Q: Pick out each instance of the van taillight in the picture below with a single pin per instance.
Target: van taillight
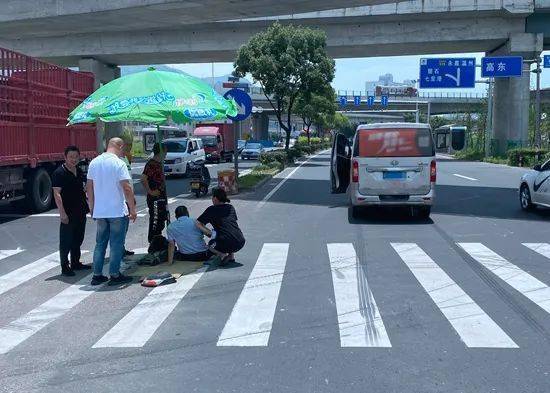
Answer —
(433, 172)
(355, 172)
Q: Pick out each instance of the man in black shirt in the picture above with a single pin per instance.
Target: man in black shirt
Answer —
(70, 198)
(228, 238)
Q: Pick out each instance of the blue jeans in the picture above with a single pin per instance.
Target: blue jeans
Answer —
(110, 231)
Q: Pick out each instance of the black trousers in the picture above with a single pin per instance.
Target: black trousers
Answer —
(158, 215)
(71, 236)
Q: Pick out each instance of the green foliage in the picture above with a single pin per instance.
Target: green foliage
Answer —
(288, 61)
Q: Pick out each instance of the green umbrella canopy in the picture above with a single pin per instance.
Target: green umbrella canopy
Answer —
(154, 97)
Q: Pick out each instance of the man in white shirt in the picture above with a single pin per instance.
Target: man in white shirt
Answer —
(109, 189)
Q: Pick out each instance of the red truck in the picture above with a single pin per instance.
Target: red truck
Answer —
(218, 140)
(35, 101)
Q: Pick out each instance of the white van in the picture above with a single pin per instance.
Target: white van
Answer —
(180, 152)
(388, 164)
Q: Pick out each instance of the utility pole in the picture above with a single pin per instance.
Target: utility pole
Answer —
(538, 138)
(489, 120)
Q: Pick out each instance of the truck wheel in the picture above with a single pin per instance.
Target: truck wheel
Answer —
(38, 191)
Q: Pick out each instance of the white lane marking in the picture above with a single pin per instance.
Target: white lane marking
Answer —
(24, 327)
(359, 320)
(541, 248)
(465, 177)
(8, 253)
(252, 317)
(280, 184)
(473, 325)
(532, 288)
(137, 327)
(27, 272)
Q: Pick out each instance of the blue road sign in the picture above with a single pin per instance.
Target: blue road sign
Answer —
(370, 100)
(343, 100)
(243, 100)
(501, 67)
(447, 72)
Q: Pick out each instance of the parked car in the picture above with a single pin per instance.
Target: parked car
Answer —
(534, 188)
(180, 152)
(252, 151)
(388, 164)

....

Given instruction:
Reproduce every one of the lines above word for word, leaving the pictures out.

Output below:
Q: Pick out each instance of the van taillight in the picture below with a single pin per instance.
Target: van taillight
Answer —
(433, 172)
(355, 172)
Q: Pick out each instance of the man in black shirt in the picture above with a single pin per instance.
Target: man in black shirt
Answer —
(70, 198)
(228, 238)
Q: Pick out each instance of the blue jeans in the picture above with a single pin per instance.
Target: blue jeans
Answer —
(110, 231)
Q: Pick out each instance of the black trousers in the picture above with a single pin per instance.
Target: black trousers
Answer —
(158, 215)
(71, 236)
Q: Pick out each instance of the green foliage in the picture above with a single pin per instance.
Target: green foliage
Answer —
(288, 61)
Q: Pick out each instance of the green umbrella canopy in the picture above with a single pin per instance.
Target: green umbrella canopy
Answer —
(154, 97)
Q: Pick out each instance of the man in white shirt in the picture above with a single pin per instance.
Target: man in white shirt
Answer —
(109, 189)
Q: Pick out each instance of the red truck in the picture above with a single pin per instance.
Target: red truck
Answer —
(218, 140)
(35, 101)
Q: Pick out each instance of the white van in the picture above with a single pin per instance.
Target: white van
Answer —
(180, 152)
(388, 164)
Q: Pick out each instance of the utility pole in the picture above with a single pin per instance.
Target: utility pole
Answer —
(538, 138)
(489, 120)
Q: Pick out each instance of the truck wheel in the picture above with a single pin per instance.
Target: truck wheel
Answer —
(38, 191)
Q: Pick out each instance of the white lane marking in the picture above with a single pin per instance.
Target: white lane marking
Answer —
(24, 327)
(359, 320)
(541, 248)
(465, 177)
(8, 253)
(252, 317)
(280, 184)
(473, 325)
(532, 288)
(137, 327)
(27, 272)
Q: Pick out each instance of the blue road sign in the picture above with a single pin per instance.
Target: blue road sign
Answer —
(370, 100)
(343, 100)
(243, 100)
(501, 67)
(447, 72)
Q: Pick out each instance of the parked car in the picture above with a single pin per instance.
Target: parked car
Answer —
(534, 188)
(180, 152)
(252, 151)
(388, 164)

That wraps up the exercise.